> Problem description
A word-for-word copy of the data, with no images, is the required answer.

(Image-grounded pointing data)
>>>>

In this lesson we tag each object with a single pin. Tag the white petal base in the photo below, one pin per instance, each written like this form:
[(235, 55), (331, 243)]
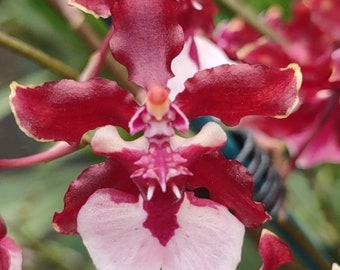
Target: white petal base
[(111, 226)]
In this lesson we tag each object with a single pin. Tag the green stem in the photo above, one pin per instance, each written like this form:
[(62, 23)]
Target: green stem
[(252, 18), (37, 56)]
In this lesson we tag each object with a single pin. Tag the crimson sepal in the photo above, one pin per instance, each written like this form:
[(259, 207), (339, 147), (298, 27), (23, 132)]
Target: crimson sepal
[(99, 8), (146, 44), (64, 110), (231, 92), (108, 174), (229, 183), (273, 251)]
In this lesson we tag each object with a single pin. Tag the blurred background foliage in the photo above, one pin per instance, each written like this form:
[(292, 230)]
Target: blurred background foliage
[(30, 196)]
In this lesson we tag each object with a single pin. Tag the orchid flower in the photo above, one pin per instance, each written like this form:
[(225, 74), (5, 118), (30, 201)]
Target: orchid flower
[(311, 131), (147, 206), (10, 253), (273, 251)]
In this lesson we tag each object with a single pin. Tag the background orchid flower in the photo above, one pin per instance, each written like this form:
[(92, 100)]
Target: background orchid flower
[(141, 206), (10, 253), (307, 43)]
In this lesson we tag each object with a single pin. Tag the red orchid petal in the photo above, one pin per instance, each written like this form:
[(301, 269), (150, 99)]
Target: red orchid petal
[(64, 110), (146, 44), (5, 259), (230, 184), (98, 8), (231, 92), (10, 253), (200, 18), (298, 127), (273, 251), (103, 175), (112, 226), (232, 36)]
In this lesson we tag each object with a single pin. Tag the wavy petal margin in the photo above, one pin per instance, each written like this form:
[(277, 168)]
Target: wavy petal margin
[(273, 251), (108, 174), (231, 92), (111, 226), (146, 44), (64, 110), (229, 183)]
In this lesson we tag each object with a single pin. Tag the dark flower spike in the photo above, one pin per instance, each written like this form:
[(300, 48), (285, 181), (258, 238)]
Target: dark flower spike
[(273, 251), (230, 92), (64, 110)]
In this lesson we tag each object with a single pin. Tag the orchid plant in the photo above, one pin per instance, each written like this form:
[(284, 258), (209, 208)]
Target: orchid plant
[(143, 207)]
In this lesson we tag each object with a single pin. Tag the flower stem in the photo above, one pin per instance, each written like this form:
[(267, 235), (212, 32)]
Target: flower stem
[(58, 150), (252, 18), (37, 56), (84, 30), (97, 59)]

<<<<

> Exercise output
In this lesson we tag each object with a single pin. Tag the white petal base in the photo below, one pin per instance, each written like this form:
[(235, 55), (331, 243)]
Target: white petal base
[(111, 226)]
In this lesson we tag each object with a single pin. Tag the green stem in the photo above, one pin per instance, each written like this form:
[(62, 23)]
Target: green stem
[(252, 18), (37, 56)]
In this lesson we tag each object with a single pin. Tag the crimson sepal in the photo above, one pin per instance, each written like this form:
[(259, 207), (339, 147), (298, 27), (23, 132)]
Target: crimson sepal
[(99, 8), (146, 44), (64, 110), (231, 92), (108, 174), (229, 183), (273, 251)]
In this lesson we tag each object with a single pin. Tag the blurred background foliage in the photo above, one pin per instance, each written like this form:
[(292, 230)]
Target: blurred background foliage
[(30, 196)]
In this lesson we tag each object with a single pin. Tag the orchid flower in the photo above, one pin per instance, each written like this form:
[(225, 74), (5, 118), (30, 201)]
Target: orchid flower
[(311, 131), (147, 206), (10, 253), (273, 251)]
In this lesson we tag each object with a single pin. Tag the background orchid flower in the photo above, one pin per instance, each written like this form:
[(92, 100)]
Target: background orchid flower
[(141, 206), (10, 253), (307, 43)]
In this lesson we tag each object with a single pin. Tag the red orchid petal in the photo above, one pin per instance, each written like this form:
[(301, 269), (150, 99)]
Target: red orchid petal
[(64, 110), (146, 44), (5, 259), (230, 184), (98, 8), (231, 92), (10, 253), (200, 18), (298, 127), (273, 251), (103, 175), (112, 226), (232, 36)]
In this lesson we tag each object with a single pin. Tag the wavy petal margin in the photo above, one pin per instance, each written like this form:
[(277, 168)]
Target: wavy petal margin
[(273, 251), (108, 174), (231, 92), (111, 226), (146, 44), (64, 110), (229, 183)]
In this lesson we tag each object with a single pin. Tag the dark flower spike in the photo above, one pin per instance, each written like this form:
[(300, 48), (285, 181), (258, 238)]
Target: dark flower spike
[(273, 251), (230, 92), (64, 110)]
In this lesson we tag each object with a single pin. Tag the orchid plant in the photo above, one pin per instance, each written like this form:
[(284, 258), (209, 208)]
Target: orchid plant
[(143, 207)]
In this lesson we tag each object with a single pin. Tag the flower stem in the photo above, one pin per instance, each written like this form:
[(267, 235), (212, 32)]
Target: flower stem
[(58, 150), (252, 18), (37, 56), (84, 30), (97, 59)]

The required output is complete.